**SUPPLIED DATA:**
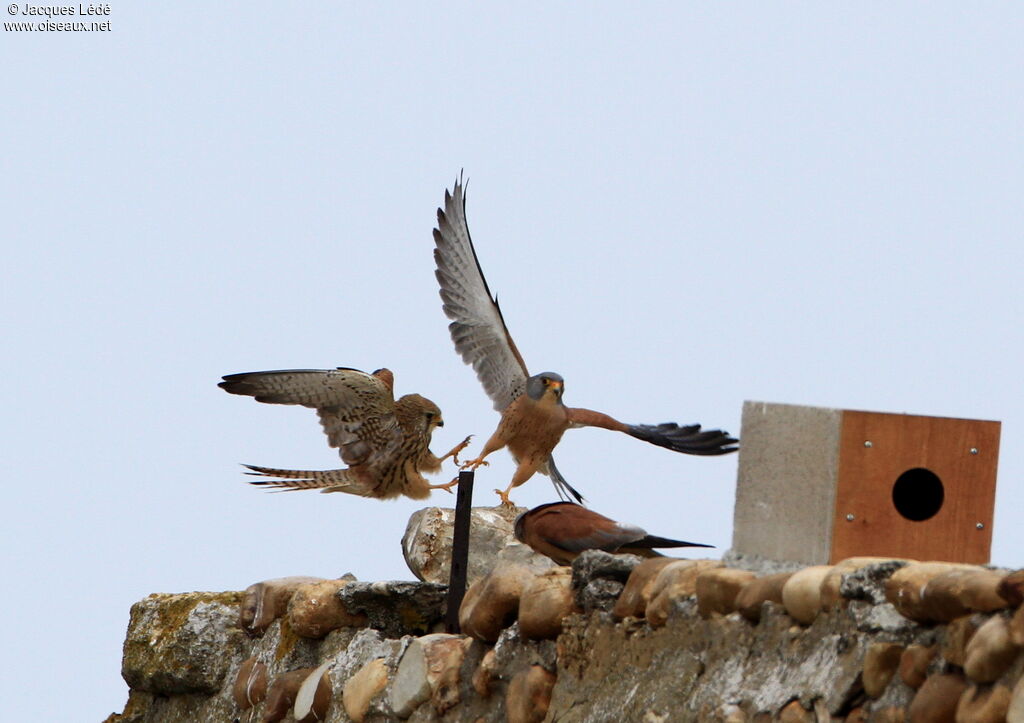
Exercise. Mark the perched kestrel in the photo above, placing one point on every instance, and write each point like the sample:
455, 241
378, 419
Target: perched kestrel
534, 417
563, 529
385, 443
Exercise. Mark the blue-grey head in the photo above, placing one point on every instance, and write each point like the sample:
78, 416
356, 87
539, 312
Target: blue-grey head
546, 384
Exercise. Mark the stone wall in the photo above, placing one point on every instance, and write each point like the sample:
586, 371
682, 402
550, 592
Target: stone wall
613, 639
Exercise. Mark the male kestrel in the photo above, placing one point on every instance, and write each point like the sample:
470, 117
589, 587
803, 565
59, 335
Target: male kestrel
534, 417
563, 529
385, 443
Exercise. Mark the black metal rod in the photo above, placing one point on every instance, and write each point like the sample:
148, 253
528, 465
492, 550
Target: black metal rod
460, 551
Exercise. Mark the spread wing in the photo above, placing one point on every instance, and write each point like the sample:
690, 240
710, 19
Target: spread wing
690, 439
477, 327
356, 410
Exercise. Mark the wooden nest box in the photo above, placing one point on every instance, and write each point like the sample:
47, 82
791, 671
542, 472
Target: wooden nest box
817, 485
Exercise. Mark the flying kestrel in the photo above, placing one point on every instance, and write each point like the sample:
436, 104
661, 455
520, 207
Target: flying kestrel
385, 443
534, 417
563, 529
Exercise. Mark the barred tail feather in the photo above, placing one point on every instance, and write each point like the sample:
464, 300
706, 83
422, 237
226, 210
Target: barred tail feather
294, 479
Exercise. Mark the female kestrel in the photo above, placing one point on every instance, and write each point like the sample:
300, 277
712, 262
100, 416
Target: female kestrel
563, 529
534, 417
385, 443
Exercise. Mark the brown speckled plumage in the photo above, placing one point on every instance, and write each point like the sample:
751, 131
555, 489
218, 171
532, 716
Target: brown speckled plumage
534, 418
385, 443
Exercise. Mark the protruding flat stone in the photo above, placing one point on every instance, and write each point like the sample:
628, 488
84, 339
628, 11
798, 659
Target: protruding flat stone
528, 695
182, 643
960, 592
984, 705
802, 593
396, 607
546, 601
313, 696
427, 543
717, 589
281, 695
758, 591
492, 603
637, 593
913, 664
936, 700
267, 600
990, 651
428, 671
315, 609
363, 687
905, 588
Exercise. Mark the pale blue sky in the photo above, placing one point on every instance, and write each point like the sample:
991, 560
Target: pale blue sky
680, 206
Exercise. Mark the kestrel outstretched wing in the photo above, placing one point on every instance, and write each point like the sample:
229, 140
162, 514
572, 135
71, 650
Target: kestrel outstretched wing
688, 439
355, 409
477, 326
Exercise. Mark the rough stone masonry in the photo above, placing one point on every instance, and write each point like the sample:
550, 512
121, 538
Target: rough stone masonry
612, 638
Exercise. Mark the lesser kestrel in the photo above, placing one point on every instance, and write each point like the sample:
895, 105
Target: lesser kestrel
563, 529
385, 443
534, 417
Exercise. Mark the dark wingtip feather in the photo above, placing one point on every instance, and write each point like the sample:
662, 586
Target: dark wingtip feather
688, 440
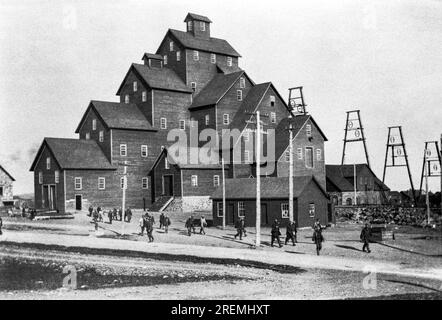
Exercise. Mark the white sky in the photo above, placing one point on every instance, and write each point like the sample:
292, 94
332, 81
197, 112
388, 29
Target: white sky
382, 57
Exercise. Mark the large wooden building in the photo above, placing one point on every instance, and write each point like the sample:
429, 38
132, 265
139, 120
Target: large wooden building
192, 83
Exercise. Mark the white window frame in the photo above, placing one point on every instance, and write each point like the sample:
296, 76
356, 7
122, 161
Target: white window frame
196, 55
101, 183
194, 180
145, 183
78, 183
163, 123
241, 208
285, 210
144, 151
216, 180
123, 150
226, 118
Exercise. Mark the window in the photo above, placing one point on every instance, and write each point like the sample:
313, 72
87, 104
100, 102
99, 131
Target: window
309, 157
318, 154
145, 183
284, 210
241, 209
308, 129
311, 210
163, 123
144, 151
219, 209
78, 183
242, 82
101, 183
123, 150
226, 118
215, 180
194, 180
299, 151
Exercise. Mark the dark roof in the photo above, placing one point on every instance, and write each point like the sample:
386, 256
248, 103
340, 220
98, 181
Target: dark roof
198, 17
7, 173
215, 89
157, 78
116, 115
75, 154
336, 173
272, 187
214, 45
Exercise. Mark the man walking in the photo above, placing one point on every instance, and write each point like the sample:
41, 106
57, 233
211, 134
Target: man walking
276, 233
365, 238
291, 232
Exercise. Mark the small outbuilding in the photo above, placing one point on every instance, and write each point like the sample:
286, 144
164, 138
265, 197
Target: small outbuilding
310, 201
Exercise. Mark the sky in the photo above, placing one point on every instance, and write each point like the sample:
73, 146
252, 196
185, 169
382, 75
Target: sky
383, 58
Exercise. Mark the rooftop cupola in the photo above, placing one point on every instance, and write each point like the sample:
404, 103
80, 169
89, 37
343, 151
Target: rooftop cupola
198, 25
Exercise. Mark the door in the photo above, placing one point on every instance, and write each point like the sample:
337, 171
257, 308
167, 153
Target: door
167, 186
264, 215
77, 202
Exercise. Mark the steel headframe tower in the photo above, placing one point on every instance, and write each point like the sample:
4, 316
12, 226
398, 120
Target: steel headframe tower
395, 151
431, 166
354, 125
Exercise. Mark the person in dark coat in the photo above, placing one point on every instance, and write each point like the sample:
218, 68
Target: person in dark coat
291, 232
318, 239
189, 225
365, 237
239, 225
275, 233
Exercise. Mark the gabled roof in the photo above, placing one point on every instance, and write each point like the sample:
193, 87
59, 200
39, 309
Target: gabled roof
216, 89
116, 115
282, 134
272, 187
215, 45
75, 154
157, 78
193, 16
7, 173
338, 173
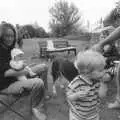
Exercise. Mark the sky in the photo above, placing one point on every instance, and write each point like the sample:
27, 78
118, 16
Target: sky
37, 11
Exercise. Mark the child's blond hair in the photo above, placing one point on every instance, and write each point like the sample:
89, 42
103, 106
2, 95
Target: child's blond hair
89, 61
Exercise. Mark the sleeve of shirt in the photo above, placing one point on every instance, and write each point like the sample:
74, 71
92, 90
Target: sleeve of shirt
4, 66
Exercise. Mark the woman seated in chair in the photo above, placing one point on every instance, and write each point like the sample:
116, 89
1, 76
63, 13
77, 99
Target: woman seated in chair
8, 77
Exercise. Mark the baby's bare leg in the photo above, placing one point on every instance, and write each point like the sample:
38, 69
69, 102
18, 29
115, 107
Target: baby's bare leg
41, 70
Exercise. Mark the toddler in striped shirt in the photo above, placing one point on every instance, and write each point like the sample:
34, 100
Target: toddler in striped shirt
84, 91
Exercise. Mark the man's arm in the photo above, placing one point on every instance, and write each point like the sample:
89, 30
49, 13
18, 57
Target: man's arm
115, 35
11, 72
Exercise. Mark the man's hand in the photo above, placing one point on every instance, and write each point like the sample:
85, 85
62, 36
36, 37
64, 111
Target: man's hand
97, 47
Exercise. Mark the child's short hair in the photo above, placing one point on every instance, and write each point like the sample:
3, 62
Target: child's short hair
89, 60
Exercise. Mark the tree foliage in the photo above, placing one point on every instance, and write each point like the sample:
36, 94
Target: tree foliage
113, 18
64, 18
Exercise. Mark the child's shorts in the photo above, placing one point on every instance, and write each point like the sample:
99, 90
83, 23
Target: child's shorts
72, 117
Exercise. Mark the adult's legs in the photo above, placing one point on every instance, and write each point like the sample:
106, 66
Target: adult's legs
35, 87
116, 103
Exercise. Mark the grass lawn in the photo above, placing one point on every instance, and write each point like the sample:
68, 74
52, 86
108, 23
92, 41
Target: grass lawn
56, 108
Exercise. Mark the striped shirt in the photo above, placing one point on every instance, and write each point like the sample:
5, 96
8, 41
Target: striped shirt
85, 107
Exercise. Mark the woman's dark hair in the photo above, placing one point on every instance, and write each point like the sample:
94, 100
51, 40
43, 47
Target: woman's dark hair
3, 28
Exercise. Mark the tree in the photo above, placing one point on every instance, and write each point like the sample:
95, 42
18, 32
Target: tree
113, 18
64, 18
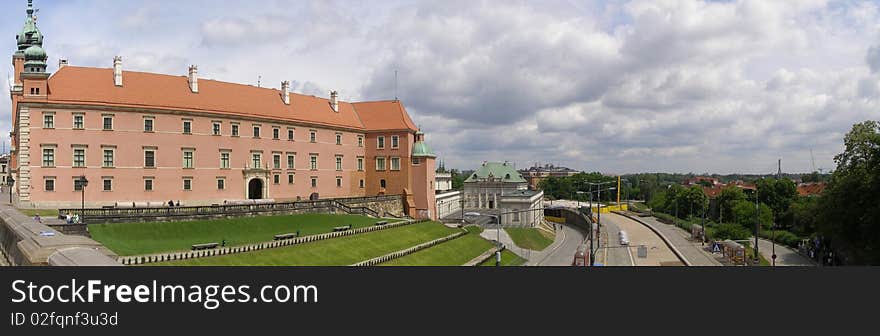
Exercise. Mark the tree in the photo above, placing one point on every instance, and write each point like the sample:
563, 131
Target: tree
744, 214
849, 208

**EXERCISE:**
Give again, exactly as written, the lines from the one with "Target: grass lawn" through the last line of the entries above, but skip the pictures.

**SOLVED PROBLEM:**
Target: grass lawn
56, 108
Exercise. Mark the striped shirt in the photo above, placing one point on every instance, and write each point like the sample:
5, 96
8, 41
Target: striped shirt
85, 107
Exercise. Mark the woman's dark hair in the photo above, placing one point on every instance, and write each point like the sample:
94, 100
51, 40
43, 47
Target: woman's dark hair
3, 28
Exercise. Mark the tree in the photo above, placing one point on every instance, and write each point like the sample:
95, 42
18, 32
Target: tree
113, 18
64, 18
Exercise. Mark the tree in the photo above, placing one point on every instance, and write each point like the sample:
563, 131
Target: tree
744, 214
849, 208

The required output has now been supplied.